─── Data shown
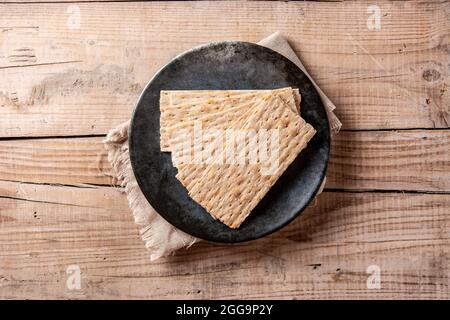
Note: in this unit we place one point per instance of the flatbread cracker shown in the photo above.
(229, 192)
(187, 106)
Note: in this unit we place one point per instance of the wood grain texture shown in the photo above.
(323, 254)
(416, 160)
(60, 75)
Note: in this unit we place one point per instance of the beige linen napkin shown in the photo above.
(159, 236)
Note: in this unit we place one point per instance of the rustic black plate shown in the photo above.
(227, 65)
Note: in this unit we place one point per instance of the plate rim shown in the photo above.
(132, 157)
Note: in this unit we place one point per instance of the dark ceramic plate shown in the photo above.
(227, 65)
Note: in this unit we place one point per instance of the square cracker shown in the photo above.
(229, 192)
(188, 106)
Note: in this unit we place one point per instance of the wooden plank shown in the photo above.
(404, 160)
(65, 161)
(60, 75)
(385, 160)
(323, 254)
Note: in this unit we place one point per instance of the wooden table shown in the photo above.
(69, 72)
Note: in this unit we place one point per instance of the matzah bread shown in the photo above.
(230, 192)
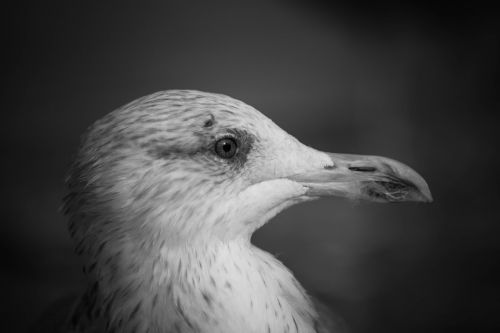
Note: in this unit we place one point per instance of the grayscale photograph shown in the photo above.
(250, 166)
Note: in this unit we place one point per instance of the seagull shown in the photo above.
──────
Transcribe every line of the entries above word for word, omitting the pictures from your answer.

Note: in this unit we place one point per instance of the flatbread cracker shown in the photo above.
(229, 192)
(187, 106)
Note: in this unit we place one point per instance of the wood grain texture shown in the photo above.
(323, 254)
(416, 160)
(60, 75)
Note: in this unit we place one point per instance of the beige linen napkin shown in the photo above.
(159, 236)
Note: in this unit we place one point per instance of the rustic black plate shown in the photo above.
(227, 65)
Note: in this unit we place one point per instance of the plate rim shown in the photo above.
(132, 157)
Note: in this unit we place one point per instance of the dark ceramic plate shown in the photo above.
(227, 65)
Note: in this unit we place one point per instance of the square cracker shown in the photo above.
(229, 192)
(188, 106)
Note: in this unit we place one point per instance of the wooden plank shown in the photo above.
(404, 160)
(65, 161)
(60, 75)
(385, 160)
(323, 254)
Note: in this unit we place one point per instance of the wooden table shown in the photo above.
(69, 72)
Note: in this unit we place one point per instance of the matzah bread shown in the photo above.
(230, 192)
Note: in this unit we place one point per instance of the grayscale photograph shown in the photo above.
(250, 166)
Note: in this unit we place one point per instance of the seagull shown in the photo above.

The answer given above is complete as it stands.